- **Problem description**: Please locate each line in the items below that contains the string "wood", and copy those lines out. Only matches with the same uppercase and lowercase letters count.

- **Data in this exercise**:

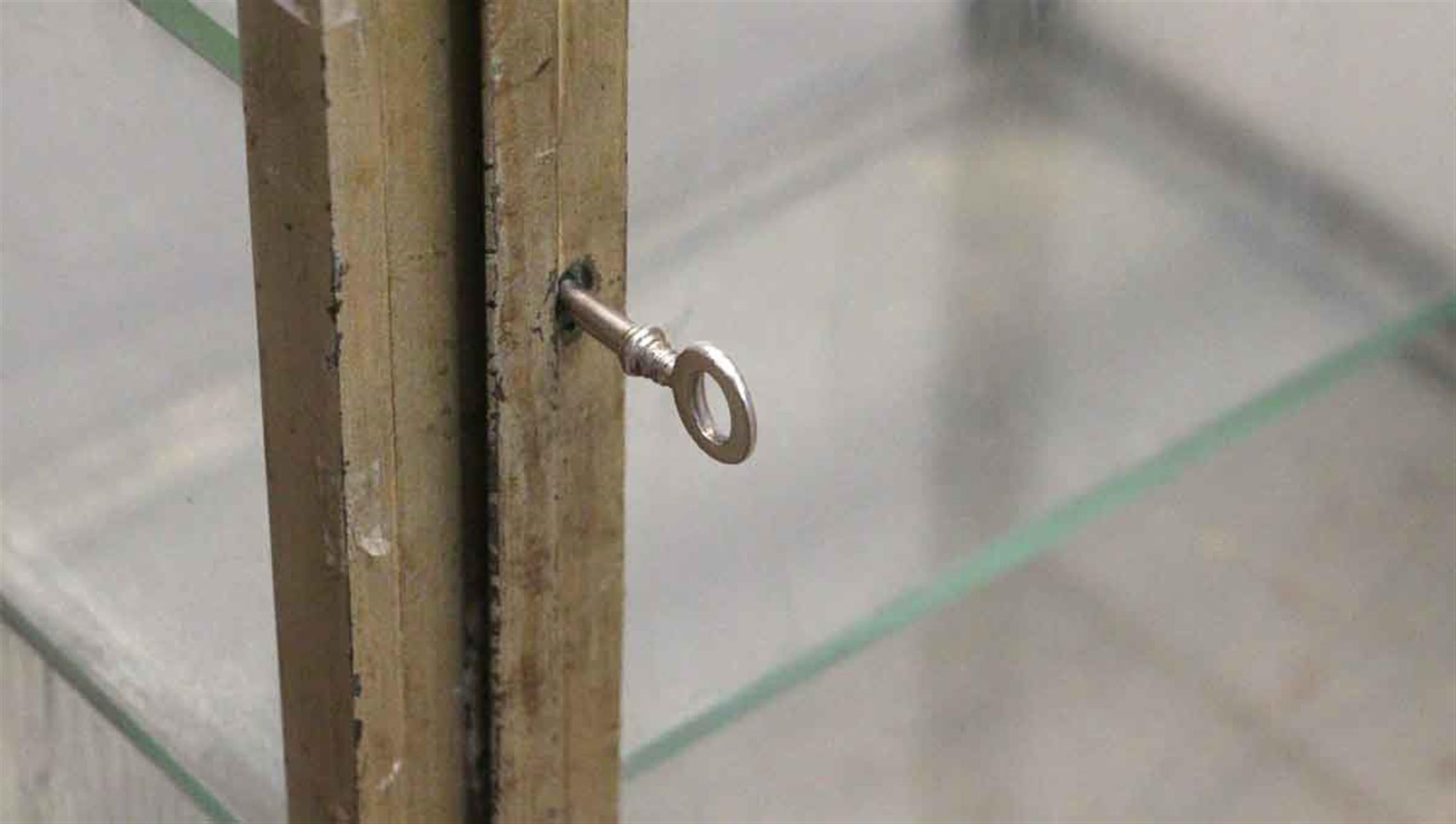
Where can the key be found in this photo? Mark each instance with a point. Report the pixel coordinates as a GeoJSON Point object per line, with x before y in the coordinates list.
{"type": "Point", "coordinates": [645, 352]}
* * *
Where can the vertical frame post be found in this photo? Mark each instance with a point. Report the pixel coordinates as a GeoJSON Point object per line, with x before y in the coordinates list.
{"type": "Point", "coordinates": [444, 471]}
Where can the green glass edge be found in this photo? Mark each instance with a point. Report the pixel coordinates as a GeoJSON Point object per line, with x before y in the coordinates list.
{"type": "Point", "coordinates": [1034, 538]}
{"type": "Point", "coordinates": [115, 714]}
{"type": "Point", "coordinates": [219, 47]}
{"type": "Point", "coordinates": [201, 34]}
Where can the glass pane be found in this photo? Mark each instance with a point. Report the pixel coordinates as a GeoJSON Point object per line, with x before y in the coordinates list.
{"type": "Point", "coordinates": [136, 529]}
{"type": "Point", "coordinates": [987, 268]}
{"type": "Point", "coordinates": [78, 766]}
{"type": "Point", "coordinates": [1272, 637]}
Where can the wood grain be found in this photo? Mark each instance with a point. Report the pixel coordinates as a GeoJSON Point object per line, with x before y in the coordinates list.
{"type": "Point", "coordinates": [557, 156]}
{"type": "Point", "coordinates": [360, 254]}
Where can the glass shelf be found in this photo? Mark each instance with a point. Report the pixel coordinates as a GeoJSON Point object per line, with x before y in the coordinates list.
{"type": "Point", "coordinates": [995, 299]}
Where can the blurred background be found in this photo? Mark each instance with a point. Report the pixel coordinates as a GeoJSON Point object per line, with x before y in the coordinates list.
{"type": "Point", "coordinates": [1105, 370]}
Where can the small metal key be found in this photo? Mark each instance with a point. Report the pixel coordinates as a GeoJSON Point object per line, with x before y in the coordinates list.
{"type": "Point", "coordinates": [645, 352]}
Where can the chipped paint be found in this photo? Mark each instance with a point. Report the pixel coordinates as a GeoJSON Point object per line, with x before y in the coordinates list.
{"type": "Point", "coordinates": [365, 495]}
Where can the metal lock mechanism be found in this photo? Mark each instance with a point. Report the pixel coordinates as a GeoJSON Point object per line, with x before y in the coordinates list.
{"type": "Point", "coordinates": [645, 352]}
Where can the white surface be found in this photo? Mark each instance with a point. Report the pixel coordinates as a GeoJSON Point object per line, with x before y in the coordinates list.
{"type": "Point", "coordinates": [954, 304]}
==
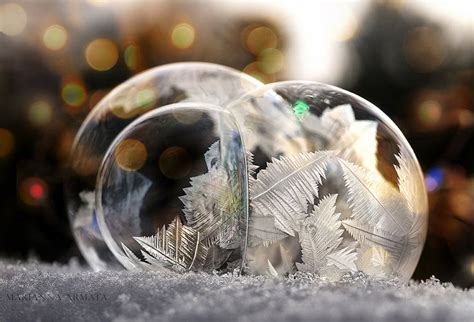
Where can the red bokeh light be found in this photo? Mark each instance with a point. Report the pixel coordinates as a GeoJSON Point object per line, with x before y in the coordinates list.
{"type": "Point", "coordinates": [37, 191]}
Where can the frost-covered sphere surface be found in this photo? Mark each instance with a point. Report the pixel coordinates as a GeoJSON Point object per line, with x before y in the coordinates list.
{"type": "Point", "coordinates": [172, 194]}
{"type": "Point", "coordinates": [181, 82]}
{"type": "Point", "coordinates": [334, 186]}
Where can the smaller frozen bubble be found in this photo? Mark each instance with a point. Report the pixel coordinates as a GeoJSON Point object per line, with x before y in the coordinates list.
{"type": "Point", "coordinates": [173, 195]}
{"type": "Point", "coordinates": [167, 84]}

- **Answer below**:
Where can the wood grain be found in this photo? Mark each instance with a point. Report the pixel coordinates as a GeoJSON Point object per line, with x before y in the coordinates list.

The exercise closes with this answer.